<<<<
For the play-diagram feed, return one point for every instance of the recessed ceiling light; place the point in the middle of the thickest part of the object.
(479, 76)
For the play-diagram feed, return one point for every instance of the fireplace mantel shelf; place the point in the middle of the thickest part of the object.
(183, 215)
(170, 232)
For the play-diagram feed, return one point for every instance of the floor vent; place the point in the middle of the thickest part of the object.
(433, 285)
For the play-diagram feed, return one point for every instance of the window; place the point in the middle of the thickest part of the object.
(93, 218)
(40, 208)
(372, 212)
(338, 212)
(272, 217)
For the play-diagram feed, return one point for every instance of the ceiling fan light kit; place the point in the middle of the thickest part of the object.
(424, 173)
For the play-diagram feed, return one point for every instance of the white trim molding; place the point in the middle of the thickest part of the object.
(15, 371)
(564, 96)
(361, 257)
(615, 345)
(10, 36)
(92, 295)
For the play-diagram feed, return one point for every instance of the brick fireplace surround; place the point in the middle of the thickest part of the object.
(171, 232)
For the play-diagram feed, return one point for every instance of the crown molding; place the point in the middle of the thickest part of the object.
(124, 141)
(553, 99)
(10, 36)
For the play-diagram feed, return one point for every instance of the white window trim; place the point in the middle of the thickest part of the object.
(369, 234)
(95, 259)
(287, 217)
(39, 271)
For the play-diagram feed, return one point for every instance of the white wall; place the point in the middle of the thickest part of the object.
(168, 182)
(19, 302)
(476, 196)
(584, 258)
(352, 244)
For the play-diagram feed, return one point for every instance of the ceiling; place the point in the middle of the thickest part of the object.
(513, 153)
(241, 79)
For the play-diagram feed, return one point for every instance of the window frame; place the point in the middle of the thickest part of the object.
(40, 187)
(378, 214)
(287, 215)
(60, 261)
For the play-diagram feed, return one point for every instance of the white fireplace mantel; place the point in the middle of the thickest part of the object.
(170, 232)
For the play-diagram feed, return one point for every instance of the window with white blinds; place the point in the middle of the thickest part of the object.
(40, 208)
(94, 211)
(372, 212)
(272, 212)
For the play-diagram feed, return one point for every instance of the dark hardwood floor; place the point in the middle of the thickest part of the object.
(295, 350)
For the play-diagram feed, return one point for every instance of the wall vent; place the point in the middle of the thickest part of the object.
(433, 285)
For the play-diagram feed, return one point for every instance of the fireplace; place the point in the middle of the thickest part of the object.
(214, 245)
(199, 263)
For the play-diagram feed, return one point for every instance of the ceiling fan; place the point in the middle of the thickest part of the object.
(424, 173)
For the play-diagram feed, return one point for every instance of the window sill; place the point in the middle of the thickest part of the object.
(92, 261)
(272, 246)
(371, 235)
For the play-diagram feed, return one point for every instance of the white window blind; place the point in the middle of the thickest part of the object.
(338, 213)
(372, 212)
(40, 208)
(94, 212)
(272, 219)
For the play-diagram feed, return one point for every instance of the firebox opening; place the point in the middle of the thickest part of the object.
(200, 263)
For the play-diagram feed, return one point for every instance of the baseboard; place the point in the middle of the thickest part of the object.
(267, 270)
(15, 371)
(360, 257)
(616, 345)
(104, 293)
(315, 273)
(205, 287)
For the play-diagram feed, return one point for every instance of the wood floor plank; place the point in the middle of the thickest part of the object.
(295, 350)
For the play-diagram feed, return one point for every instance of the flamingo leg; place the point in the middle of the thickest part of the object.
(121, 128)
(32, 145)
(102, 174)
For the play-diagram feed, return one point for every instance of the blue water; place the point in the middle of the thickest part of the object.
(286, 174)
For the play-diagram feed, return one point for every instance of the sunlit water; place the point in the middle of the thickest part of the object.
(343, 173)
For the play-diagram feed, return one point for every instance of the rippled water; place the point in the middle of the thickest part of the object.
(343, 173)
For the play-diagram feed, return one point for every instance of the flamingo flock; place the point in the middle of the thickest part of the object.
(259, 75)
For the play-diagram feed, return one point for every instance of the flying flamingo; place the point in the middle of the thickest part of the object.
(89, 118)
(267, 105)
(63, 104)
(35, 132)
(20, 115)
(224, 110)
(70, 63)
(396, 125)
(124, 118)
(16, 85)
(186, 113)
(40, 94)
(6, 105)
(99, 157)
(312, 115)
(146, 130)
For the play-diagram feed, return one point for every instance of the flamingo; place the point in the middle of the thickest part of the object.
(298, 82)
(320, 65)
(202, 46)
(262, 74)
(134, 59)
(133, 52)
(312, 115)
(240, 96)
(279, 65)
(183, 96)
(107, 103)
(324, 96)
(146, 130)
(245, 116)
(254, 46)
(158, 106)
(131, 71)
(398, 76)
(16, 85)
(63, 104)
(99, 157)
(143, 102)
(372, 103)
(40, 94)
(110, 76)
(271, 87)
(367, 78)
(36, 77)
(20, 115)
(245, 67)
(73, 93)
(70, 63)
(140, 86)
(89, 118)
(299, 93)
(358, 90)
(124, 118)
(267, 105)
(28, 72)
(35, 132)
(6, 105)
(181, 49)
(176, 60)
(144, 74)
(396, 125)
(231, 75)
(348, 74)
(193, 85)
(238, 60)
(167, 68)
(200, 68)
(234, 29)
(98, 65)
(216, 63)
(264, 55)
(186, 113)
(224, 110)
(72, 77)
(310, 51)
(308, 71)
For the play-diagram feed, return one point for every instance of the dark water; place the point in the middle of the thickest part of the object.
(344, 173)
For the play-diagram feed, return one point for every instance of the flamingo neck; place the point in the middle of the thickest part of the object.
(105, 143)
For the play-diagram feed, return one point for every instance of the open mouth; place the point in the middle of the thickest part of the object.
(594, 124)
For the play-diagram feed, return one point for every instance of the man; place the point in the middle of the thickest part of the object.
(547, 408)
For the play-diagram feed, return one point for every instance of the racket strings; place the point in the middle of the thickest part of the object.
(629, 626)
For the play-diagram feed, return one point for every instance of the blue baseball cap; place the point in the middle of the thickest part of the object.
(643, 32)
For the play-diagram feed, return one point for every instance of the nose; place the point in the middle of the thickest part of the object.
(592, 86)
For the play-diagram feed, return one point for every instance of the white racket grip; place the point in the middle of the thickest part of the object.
>>>>
**WHAT THIS TASK INVOLVES**
Exactly reproduce every line found in the records.

**FULL RESPONSE**
For the play-diagram feed, return one point for every instance of the recessed ceiling light; place the point in the middle of the thickest part of the object.
(479, 76)
For the play-diagram feed, return one point for every instance of the fireplace mantel shelf; place the point in the middle of the thickest part of the object.
(183, 215)
(170, 232)
For the play-diagram feed, return one point for every instance of the floor vent; place the point in the middle of the thickest part of the object.
(433, 285)
For the play-diagram feed, return one point for every instance of the window; place the point in the middle of the thickest part of the object.
(93, 218)
(40, 208)
(372, 212)
(338, 212)
(272, 217)
For the play-diagram feed, return one point for every instance of the ceiling fan light kit; place the point in the middle of the thickest part of the object.
(424, 173)
For the play-diagram feed, return one point for every instance of the white trim molding; place the point in the middle of the thickest part of the object.
(15, 371)
(564, 96)
(361, 257)
(615, 345)
(10, 36)
(92, 295)
For the play-diagram feed, return one point for every instance of the brick fireplace surround; place the point in the middle of the thickest part of the object.
(171, 232)
For the play-diagram feed, return one point for every instance of the crown molding; place the point in the middle of the thickest part of the object.
(124, 141)
(553, 99)
(10, 36)
For the play-diagram feed, return one point for every instance of the white window trim; place the point in the middle of the thickest part of the object.
(369, 234)
(95, 259)
(287, 217)
(39, 271)
For the play-diagram feed, return one point for every instance of the white wall; place the point in the middle of the thickest part of the object.
(168, 182)
(19, 302)
(476, 196)
(584, 258)
(352, 244)
For the play-diagram feed, return one point for every instance of the ceiling; place the point in the middle of the thickest part of the object.
(513, 153)
(241, 79)
For the play-diagram feed, return one point for every instance of the window frame; place the point in the middle of the thickest part of the object.
(40, 187)
(378, 214)
(287, 215)
(60, 261)
For the play-diagram feed, return one point for every instance of the white fireplace mantel; place the point in the middle of the thickest part of the object.
(170, 232)
For the play-diagram feed, return one point for every instance of the window with white blinds; place the point in the middle of the thickest part of the object.
(40, 208)
(94, 211)
(372, 212)
(272, 212)
For the play-diagram feed, return one point for every instance of the dark hardwood floor; place the point in the middle of the thickest part of the object.
(295, 350)
For the play-diagram feed, return one point for every instance of the wall vent; place the point in the middle of the thickest part of the object.
(433, 285)
For the play-diagram feed, return one point for every instance of the fireplace; place the point in the middle of the thickest part of the object.
(214, 245)
(199, 263)
For the play-diagram feed, return one point for every instance of the ceiling fan; place the point in the middle of the thickest part of the object.
(424, 173)
For the play-diagram feed, return one point for every instance of the window sill; place the point in the middle of the thickest part of the object.
(92, 261)
(272, 246)
(371, 235)
For the play-diagram feed, return one point for every instance of the white window blind; place the point in the middle of the thickest part of the object.
(338, 213)
(372, 212)
(40, 208)
(94, 212)
(272, 219)
For the play-diagram feed, return one point for every instance of the firebox opening; place the point in the middle of the thickest part of the object.
(200, 263)
For the play-diagram feed, return one point for every instance of the baseboard; place the point in the middle of the thickest part of the object.
(267, 270)
(15, 371)
(360, 257)
(616, 345)
(104, 293)
(315, 273)
(205, 287)
For the play-diagram feed, return one point for every instance of the wood floor plank; place the point in the middle of the thickest part of the object.
(295, 350)
For the play-diagram feed, return one point for every instance of the flamingo leg; place the point in the middle of the thickest part of the object.
(121, 128)
(32, 145)
(102, 174)
For the play-diagram feed, return one point for every instance of the blue water; place the point in the middle of the thickest part of the object.
(286, 174)
For the play-diagram feed, return one point for every instance of the sunlit water; place the point in the middle of the thickest part of the object.
(343, 173)
For the play-diagram feed, return one point for every instance of the rippled water; place the point in the middle of the thickest part of the object.
(343, 173)
For the play-diagram feed, return one point for every instance of the flamingo flock; place the point in the middle of the thickest part of the object.
(259, 75)
For the play-diagram feed, return one point for every instance of the flying flamingo; place the point in the middle of the thickest part of the object.
(89, 118)
(267, 105)
(63, 104)
(35, 132)
(20, 115)
(224, 110)
(70, 63)
(396, 125)
(124, 118)
(16, 85)
(186, 113)
(40, 94)
(6, 105)
(99, 157)
(312, 115)
(146, 130)
For the play-diagram feed, return one point for every instance of the flamingo; place the point in the middle of the thickest part of the object.
(298, 82)
(320, 65)
(202, 46)
(262, 74)
(134, 59)
(133, 52)
(312, 115)
(240, 96)
(279, 65)
(183, 96)
(107, 103)
(324, 96)
(146, 130)
(245, 116)
(254, 46)
(158, 106)
(131, 71)
(398, 76)
(16, 85)
(63, 104)
(99, 157)
(143, 102)
(372, 103)
(40, 94)
(110, 76)
(271, 87)
(367, 78)
(36, 77)
(20, 115)
(245, 67)
(73, 93)
(70, 63)
(140, 86)
(89, 118)
(299, 93)
(358, 90)
(124, 118)
(267, 105)
(28, 72)
(35, 132)
(6, 105)
(181, 49)
(176, 60)
(144, 74)
(396, 125)
(231, 75)
(348, 74)
(193, 85)
(238, 60)
(167, 68)
(200, 68)
(234, 29)
(98, 65)
(216, 63)
(264, 55)
(186, 113)
(224, 110)
(72, 77)
(310, 51)
(308, 71)
For the play-diagram feed, return one point for every instance of the dark water; place the point in the middle of the thickest part of the object.
(344, 173)
For the play-diagram feed, return one point for every instance of the flamingo neck; place the point in the middle of the thickest part of the object.
(105, 143)
For the play-diagram feed, return one point for every instance of the open mouth; place the point in the middle of the thickest part of the object.
(594, 124)
For the play-diagram feed, return one point for every instance of the man; place the point in the middle of the thickest part of the object.
(547, 408)
For the play-diagram feed, return one point for every instance of the racket strings; place the point in the middle of the thickest part of the object.
(629, 626)
For the play-diagram feed, return one point for every instance of the blue baseball cap; place the point in the middle of the thickest part of the object.
(643, 32)
For the play-diagram feed, return one point for every instance of the nose; place the point in the middle of the thickest part of the object.
(592, 86)
For the play-diagram feed, return one point for every instance of the white racket grip; place the point in the middle of the thickest part of the object.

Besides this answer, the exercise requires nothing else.